===== Brano di testo =====

Il confronto con la Germania potrebbe sembrare impietoso. Però forse è a loro che dobbiamo guardare, se è vero che hanno fatto alcune cose decisive, che sicuramente possono tornare utili anche a noi. Anche oggi. E se non le abbiamo fatte prima, le possiamo fare ora.

Lo scrive oggi Fabio Sabatini su Twitter, riprendendo un articolo del New York Times di Katrin Bennhold. Di Sabatini cito alcuni passaggi:

Prima dell’inizio della crisi, la Germania ha predisposto la produzione di massa di test kit per il #coronavirus. Secondo quanto riferisce Katrin Bennhold sul New York Times, oggi in Germania si effettuano almeno 350mila test a settimana.

La Germania ha sfruttato questi mesi per rafforzare la capacità dei reparti di terapia intensiva. Come spiega Katrin Bennhold, a gennaio in Germania c’erano 28.000 posti in terapia intensiva, 34 ogni 100.000 persone (in Italia sono 12).

Il personale sanitario è testato regolarmente, mentre in Italia medici e infermieri trovano grandi difficoltà nell’ottenere di essere sottoposti a tampone, anche quando mostrano sintomi dopo essere stati in contatto con casi conclamati.

Le autorità sanitarie tedesche pianificano di effettuare test sierologici su campioni casuali di 100.000 persone ogni settimana, per capire chi ha conseguito l’immunità (e allentare di conseguenza le restrizioni in modo mirato).

Finalmente, dopo le inchieste di Francesca Nava e di altri, il caso di Bergamo arriva al Corriere della Sera. È una storia agghiacciante e come scriveva ieri sera in un tweet Johannes Bückler: «quello che sta accadendo a Bergamo rispetto ad altre zone non è dovuto al caso». Non è da meno il guaio delle RSA lombarde, di cui scrivono tutti, in queste ore.

===== Estratti di dati =====

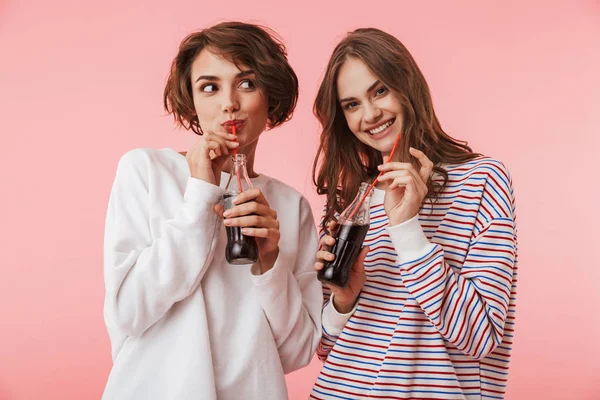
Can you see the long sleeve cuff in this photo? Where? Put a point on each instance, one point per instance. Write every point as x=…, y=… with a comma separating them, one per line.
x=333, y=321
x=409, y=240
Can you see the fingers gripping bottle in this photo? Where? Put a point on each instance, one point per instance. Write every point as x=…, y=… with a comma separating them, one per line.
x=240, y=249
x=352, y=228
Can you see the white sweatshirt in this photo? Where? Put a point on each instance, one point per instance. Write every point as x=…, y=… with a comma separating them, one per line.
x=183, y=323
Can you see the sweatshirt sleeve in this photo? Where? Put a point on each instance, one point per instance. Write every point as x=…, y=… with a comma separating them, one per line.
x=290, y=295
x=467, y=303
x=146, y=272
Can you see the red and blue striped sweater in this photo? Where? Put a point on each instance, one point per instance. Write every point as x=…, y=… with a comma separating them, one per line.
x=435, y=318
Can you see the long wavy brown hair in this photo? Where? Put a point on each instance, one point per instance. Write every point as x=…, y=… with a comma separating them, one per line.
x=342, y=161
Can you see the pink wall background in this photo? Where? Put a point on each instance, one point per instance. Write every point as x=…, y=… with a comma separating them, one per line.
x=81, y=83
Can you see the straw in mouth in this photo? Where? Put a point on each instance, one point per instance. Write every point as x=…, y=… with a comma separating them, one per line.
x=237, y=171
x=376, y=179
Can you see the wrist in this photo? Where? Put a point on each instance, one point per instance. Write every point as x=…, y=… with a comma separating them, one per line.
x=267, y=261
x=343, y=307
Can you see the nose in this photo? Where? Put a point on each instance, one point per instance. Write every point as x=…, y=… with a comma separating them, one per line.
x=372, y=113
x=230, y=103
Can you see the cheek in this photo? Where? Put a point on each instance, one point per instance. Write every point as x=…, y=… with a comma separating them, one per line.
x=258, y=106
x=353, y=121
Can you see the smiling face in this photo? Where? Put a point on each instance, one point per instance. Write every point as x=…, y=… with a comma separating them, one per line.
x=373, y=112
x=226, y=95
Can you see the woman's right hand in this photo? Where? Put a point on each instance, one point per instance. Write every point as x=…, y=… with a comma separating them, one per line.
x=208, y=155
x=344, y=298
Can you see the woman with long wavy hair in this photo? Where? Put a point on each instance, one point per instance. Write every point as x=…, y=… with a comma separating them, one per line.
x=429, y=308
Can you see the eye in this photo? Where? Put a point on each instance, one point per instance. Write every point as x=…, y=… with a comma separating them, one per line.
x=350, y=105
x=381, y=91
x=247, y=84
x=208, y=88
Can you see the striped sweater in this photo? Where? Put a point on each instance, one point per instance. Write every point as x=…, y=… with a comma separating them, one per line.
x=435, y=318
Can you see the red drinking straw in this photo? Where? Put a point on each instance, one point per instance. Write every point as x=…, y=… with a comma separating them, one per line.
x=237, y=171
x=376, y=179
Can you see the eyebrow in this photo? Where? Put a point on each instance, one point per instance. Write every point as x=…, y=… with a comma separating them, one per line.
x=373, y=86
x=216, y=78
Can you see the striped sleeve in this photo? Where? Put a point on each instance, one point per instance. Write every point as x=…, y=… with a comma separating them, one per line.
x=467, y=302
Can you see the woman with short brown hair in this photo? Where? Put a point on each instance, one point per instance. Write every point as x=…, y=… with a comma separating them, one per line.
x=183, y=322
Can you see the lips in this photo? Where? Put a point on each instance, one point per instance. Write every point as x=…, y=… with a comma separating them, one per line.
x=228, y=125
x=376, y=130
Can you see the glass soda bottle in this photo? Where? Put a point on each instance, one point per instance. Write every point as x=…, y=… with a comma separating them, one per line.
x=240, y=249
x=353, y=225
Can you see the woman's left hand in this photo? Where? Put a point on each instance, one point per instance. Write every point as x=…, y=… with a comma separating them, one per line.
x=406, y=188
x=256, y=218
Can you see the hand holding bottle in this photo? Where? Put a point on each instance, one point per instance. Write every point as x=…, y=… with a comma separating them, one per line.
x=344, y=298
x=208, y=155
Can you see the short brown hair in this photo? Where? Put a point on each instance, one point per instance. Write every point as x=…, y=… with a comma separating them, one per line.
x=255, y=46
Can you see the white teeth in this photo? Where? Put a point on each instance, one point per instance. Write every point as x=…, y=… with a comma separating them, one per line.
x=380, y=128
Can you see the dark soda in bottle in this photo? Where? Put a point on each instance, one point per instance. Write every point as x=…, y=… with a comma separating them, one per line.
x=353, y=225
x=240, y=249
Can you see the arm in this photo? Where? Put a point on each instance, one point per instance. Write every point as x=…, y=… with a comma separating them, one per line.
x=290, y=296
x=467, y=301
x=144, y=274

=====

Compiti da svolgere:
1: Ripeti la parte del brano sul confronto con la Germania che inizia con le parole "La Germania ha sfruttato" e termina dopo "in modo mirato).".
2: Quali persone sono citate per nome e cognome nel brano sul confronto con la Germania?

Risposte scritte:
1:
La Germania ha sfruttato questi mesi per rafforzare la capacità dei reparti di terapia intensiva. Come spiega Katrin Bennhold, a gennaio in Germania c’erano 28.000 posti in terapia intensiva, 34 ogni 100.000 persone (in Italia sono 12).

Il personale sanitario è testato regolarmente, mentre in Italia medici e infermieri trovano grandi difficoltà nell’ottenere di essere sottoposti a tampone, anche quando mostrano sintomi dopo essere stati in contatto con casi conclamati.

Le autorità sanitarie tedesche pianificano di effettuare test sierologici su campioni casuali di 100.000 persone ogni settimana, per capire chi ha conseguito l’immunità (e allentare di conseguenza le restrizioni in modo mirato).

2: Fabio Sabatini, Katrin Bennhold, Francesca Nava, Johannes Bückler